Trecho fornecido
Oh! Meu Deus! Quão insignificante é aquilo que fazemos! Coloquemo-lo, pois, nas mãos de Maria através dessa devoção. Quando nos tivermos oferecido a Ela, em verdade, até o ponto em que seja possível entregar-se-lhe, despojando-nos de tudo para Lhe agradar, Ela tornar-se-á depois infinitamente mais generosa para conosco: por um ovo dar-nos-á uma galinha.

São Luís  Maria Grignion de Montfort

[São Luís Maria Grignion de Montfort. O Segredo de Maria. 1ª. ed. – Lorena: Cléofas, 20101, p. 53.]

Existe um mistério na devoção à Virgem Maria que transcende e ultrapassa minha limitada compreensão. Quanto mais eu leio sobre a Virgem, quanto mais adentro em minhas incursões pelos meandros da mariologia, mais me convenço da veracidade da expressão De Maria nunquam satis, pois, de fato, de Maria nunca se disse nem, suponho, se dirá o suficiente, por mais que se escreva e se fale sobre ela.

Tarefas do exercício
1. Edite o trecho sobre a devoção a Maria começando em "São Luís  Maria" e seguindo até "fale sobre ela.", trocando "mistério" por "enigma".
2. Continue o trecho sobre a devoção a Maria a partir de onde ele termina.

Dados apresentados
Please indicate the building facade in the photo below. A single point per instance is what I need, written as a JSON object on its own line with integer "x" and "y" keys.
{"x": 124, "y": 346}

Respostas em ordem
1.
São Luís  Maria Grignion de Montfort

[São Luís Maria Grignion de Montfort. O Segredo de Maria. 1ª. ed. – Lorena: Cléofas, 20101, p. 53.]

Existe um enigma na devoção à Virgem Maria que transcende e ultrapassa minha limitada compreensão. Quanto mais eu leio sobre a Virgem, quanto mais adentro em minhas incursões pelos meandros da mariologia, mais me convenço da veracidade da expressão De Maria nunquam satis, pois, de fato, de Maria nunca se disse nem, suponho, se dirá o suficiente, por mais que se escreva e se fale sobre ela.

2.
Ainda na infância me tornei devoto de Nossa Senhora. Um hábito que perdurou até quase o início da minha idade adulta foi o de rezar todas as noites, antes de dormir, três  Ave Marias e oferecê-las a Nossa Senhora e a Dom Bosco. Foram duas devoções que surgiram naturalmente. No caso de Dom Bosco, a devoção teve início quando li no livro de Lúcia Monteiro Casasanta, As mais belas histórias, um relato da vida do santo. O título da história era Dom Bosco e seus bichinhos.  Quanto a Nossa Senhora, não sei exatamente identificar o que despertou em mim a devoção.

Escrevendo agora este texto, em ocorre que, de todos os santos da Igreja Católica,  Dom Bosco foi um dos maiores devotos de Nossa Senhora. Uma outra coincidência feliz: Dom Bosco era devoto de Nossa Senhora Auxiliadora e minha mãe se chama Maria Auxiliadora.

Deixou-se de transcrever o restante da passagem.